→ **Task instructions**
Render the listing below as a Markdown table with the columns Row and Line, numbering each non-blank line and skipping blank ones. Leave the pictures out.

** Start **

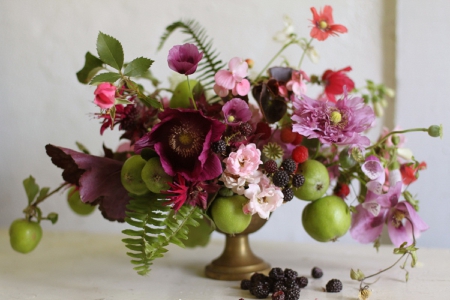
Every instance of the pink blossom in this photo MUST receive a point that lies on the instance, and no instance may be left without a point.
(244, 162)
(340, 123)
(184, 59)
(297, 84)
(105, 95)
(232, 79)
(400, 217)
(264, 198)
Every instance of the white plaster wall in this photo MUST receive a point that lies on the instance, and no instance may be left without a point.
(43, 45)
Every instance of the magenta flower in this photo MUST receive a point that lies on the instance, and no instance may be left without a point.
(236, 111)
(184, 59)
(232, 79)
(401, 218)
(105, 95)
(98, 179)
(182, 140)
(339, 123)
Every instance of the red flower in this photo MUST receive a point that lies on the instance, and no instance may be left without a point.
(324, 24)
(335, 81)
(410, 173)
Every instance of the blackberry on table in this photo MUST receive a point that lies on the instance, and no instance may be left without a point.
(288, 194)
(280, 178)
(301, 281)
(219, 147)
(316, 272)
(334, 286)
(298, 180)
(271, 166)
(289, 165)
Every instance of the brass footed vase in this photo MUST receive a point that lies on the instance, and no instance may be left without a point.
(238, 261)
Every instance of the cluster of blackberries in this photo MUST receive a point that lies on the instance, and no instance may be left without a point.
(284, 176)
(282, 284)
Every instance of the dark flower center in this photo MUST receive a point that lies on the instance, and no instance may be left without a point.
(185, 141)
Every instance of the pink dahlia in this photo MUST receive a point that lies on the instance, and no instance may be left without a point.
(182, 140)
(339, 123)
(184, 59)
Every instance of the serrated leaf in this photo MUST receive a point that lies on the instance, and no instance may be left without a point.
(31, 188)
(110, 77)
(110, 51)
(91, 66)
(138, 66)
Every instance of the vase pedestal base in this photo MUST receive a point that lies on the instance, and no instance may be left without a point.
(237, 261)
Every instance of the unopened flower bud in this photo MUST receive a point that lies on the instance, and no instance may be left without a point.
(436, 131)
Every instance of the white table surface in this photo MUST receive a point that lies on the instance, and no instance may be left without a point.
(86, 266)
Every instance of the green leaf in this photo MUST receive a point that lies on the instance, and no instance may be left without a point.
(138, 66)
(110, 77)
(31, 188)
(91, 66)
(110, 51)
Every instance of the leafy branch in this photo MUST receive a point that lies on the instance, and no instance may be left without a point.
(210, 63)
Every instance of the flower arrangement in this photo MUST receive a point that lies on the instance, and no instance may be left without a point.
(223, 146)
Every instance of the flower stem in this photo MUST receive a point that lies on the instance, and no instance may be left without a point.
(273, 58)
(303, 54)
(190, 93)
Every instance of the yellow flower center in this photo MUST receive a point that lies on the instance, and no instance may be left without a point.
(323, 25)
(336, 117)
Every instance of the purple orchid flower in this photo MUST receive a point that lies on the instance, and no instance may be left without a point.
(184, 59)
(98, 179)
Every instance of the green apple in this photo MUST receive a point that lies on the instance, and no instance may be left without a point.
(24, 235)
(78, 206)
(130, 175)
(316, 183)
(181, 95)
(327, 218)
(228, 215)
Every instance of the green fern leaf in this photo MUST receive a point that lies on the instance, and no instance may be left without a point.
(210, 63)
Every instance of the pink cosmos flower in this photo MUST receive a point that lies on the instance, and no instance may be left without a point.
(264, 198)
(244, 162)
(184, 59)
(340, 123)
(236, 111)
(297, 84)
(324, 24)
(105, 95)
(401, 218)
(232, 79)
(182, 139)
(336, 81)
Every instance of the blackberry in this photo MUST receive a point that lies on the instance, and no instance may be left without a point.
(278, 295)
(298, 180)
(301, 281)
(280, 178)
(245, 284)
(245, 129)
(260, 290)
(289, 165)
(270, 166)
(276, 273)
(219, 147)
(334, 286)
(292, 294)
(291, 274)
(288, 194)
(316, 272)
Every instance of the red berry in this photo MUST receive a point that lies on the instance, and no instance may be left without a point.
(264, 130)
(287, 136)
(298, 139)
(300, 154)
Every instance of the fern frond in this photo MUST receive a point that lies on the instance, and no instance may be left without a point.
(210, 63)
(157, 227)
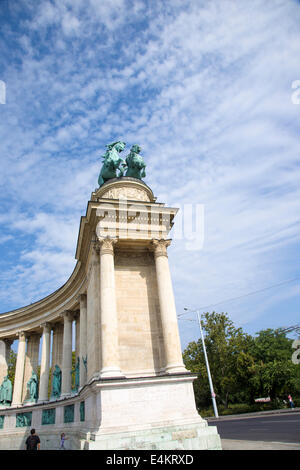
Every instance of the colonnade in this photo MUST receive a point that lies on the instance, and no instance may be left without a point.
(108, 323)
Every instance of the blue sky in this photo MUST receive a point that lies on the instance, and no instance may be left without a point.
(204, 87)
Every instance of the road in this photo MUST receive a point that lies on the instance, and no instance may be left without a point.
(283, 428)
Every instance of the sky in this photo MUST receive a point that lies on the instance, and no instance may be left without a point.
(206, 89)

** End **

→ **Output below**
| Row | Line |
|---|---|
| 1 | Every instance of the pink blossom in this photo MUST receive a point that lies on the instance, and no instance may be left without a point. |
| 2 | (244, 162) |
| 3 | (340, 123) |
| 4 | (184, 59) |
| 5 | (297, 84) |
| 6 | (105, 95) |
| 7 | (232, 79) |
| 8 | (400, 217) |
| 9 | (264, 198) |
| 10 | Every instance of the white plaster wall in this photo MUST receive a point that lies on the instance, and no instance may be left without a point. |
| 11 | (43, 45) |
| 12 | Every instance of the magenta flower in this photo MUST receive a point that lies on the instance, and no instance may be left without a point. |
| 13 | (236, 111) |
| 14 | (184, 59) |
| 15 | (232, 79) |
| 16 | (401, 218) |
| 17 | (105, 95) |
| 18 | (98, 179) |
| 19 | (182, 140) |
| 20 | (339, 123) |
| 21 | Every instance of the red flower in this photo MUST receive a point that lies on the instance, and no instance may be left without a point. |
| 22 | (324, 24) |
| 23 | (335, 81) |
| 24 | (410, 173) |
| 25 | Every instance of the blackberry on table in this photo MUST receive a point that lies on the instance, and no instance may be left without a point. |
| 26 | (288, 194) |
| 27 | (280, 178) |
| 28 | (301, 281) |
| 29 | (219, 147) |
| 30 | (316, 272) |
| 31 | (334, 286) |
| 32 | (298, 180) |
| 33 | (271, 166) |
| 34 | (289, 165) |
| 35 | Every instance of the brass footed vase in this photo MUST receive a point that lies on the instance, and no instance may be left without a point. |
| 36 | (238, 261) |
| 37 | Every instance of the cluster of blackberries in this photo MUST receive a point that lies on the instance, and no instance may be left without a point. |
| 38 | (284, 176) |
| 39 | (282, 284) |
| 40 | Every instance of the dark flower center in this photo MUST receive a point that lies on the instance, and no instance may be left without a point. |
| 41 | (185, 141) |
| 42 | Every instance of the pink dahlia in this photo MUST receive a point that lies on the instance, and no instance may be left without a point. |
| 43 | (182, 140) |
| 44 | (339, 123) |
| 45 | (184, 59) |
| 46 | Every instance of the serrated leaf in this photo MUST receive a point that lies on the instance, and no instance may be left without a point. |
| 47 | (31, 188) |
| 48 | (110, 77) |
| 49 | (110, 51) |
| 50 | (91, 66) |
| 51 | (138, 66) |
| 52 | Every instance of the vase pedestal base in this photo MUST receive a point that lies on the instance, and no instance may be left without a point. |
| 53 | (237, 261) |
| 54 | Every instance of the unopened flower bud in this photo MUST receive a point that lies on the instance, and no instance may be left without a point. |
| 55 | (436, 131) |
| 56 | Every instance of the white table surface in this photo MUST receive a point that lies on the instance, and no instance may be left without a point. |
| 57 | (86, 266) |
| 58 | Every instance of the green leaf in this photo MUST receive a point that lies on the instance, and no instance may be left without a point. |
| 59 | (138, 66) |
| 60 | (110, 77) |
| 61 | (31, 188) |
| 62 | (91, 66) |
| 63 | (110, 51) |
| 64 | Every instance of the leafy branch in this photo MUST receive a point that lies on the instance, and no instance may be left without a point. |
| 65 | (210, 63) |
| 66 | Every instance of the flower arrangement in this photo MUST receive a point that lies on the instance, and no instance may be left without a point. |
| 67 | (223, 146) |
| 68 | Every instance of the flower stem in this photo MUST receive a point that lies on the instance, and no instance may be left without a point. |
| 69 | (273, 58) |
| 70 | (303, 54) |
| 71 | (190, 93) |
| 72 | Every instance of the yellow flower center in this photo MUST receive a point that lies on the instance, and no instance may be left without a point. |
| 73 | (323, 25) |
| 74 | (336, 117) |
| 75 | Every instance of the purple orchid flower in this photo MUST receive a point that lies on the instance, and no instance may be left without a point. |
| 76 | (184, 59) |
| 77 | (98, 179) |
| 78 | Every instance of the green apple in this photo MUST receive a point that lies on the instance, and no instance may be left without a point. |
| 79 | (24, 235) |
| 80 | (78, 206) |
| 81 | (130, 175) |
| 82 | (316, 183) |
| 83 | (181, 95) |
| 84 | (327, 218) |
| 85 | (228, 215) |
| 86 | Every instance of the green fern leaf in this photo MUST receive a point that lies on the instance, and no instance may be left without a point. |
| 87 | (210, 63) |
| 88 | Every instance of the pink cosmos flower in this photo MUST receive a point that lies on the instance, and no instance may be left without a point. |
| 89 | (264, 198) |
| 90 | (244, 162) |
| 91 | (184, 59) |
| 92 | (340, 123) |
| 93 | (236, 111) |
| 94 | (297, 84) |
| 95 | (324, 24) |
| 96 | (105, 95) |
| 97 | (401, 218) |
| 98 | (232, 79) |
| 99 | (182, 139) |
| 100 | (336, 81) |
| 101 | Every instance of the blackberry in this photo MUST receive a point that lies on the instance, and no instance may be left without a point. |
| 102 | (278, 295) |
| 103 | (298, 180) |
| 104 | (301, 281) |
| 105 | (280, 178) |
| 106 | (245, 284) |
| 107 | (245, 129) |
| 108 | (260, 290) |
| 109 | (289, 165) |
| 110 | (270, 166) |
| 111 | (276, 273) |
| 112 | (219, 147) |
| 113 | (334, 286) |
| 114 | (292, 294) |
| 115 | (291, 274) |
| 116 | (288, 194) |
| 117 | (316, 272) |
| 118 | Every instance of the red berry in this photo MUST receive a point that lies on the instance, and no instance may be left without a point. |
| 119 | (264, 130) |
| 120 | (287, 136) |
| 121 | (298, 139) |
| 122 | (300, 154) |
| 123 | Every instance of the fern frond in this photo MUST receive a point that lies on the instance, and no instance may be left without a point. |
| 124 | (210, 63) |
| 125 | (157, 227) |
| 126 | Every instance of the colonnade in this photo MUST receive a point that lies on the instance, and no instance may be left without a point. |
| 127 | (108, 323) |
| 128 | Every instance of the blue sky in this photo MUST receive a point that lies on the instance, and no instance may be left without a point. |
| 129 | (204, 87) |
| 130 | Every instance of the road in this photo MUST receive a point that lies on the instance, and no instance may be left without a point. |
| 131 | (283, 428) |
| 132 | Every instance of the sky in this photo MUST receive a point that lies on the instance, and no instance may be left without a point. |
| 133 | (206, 89) |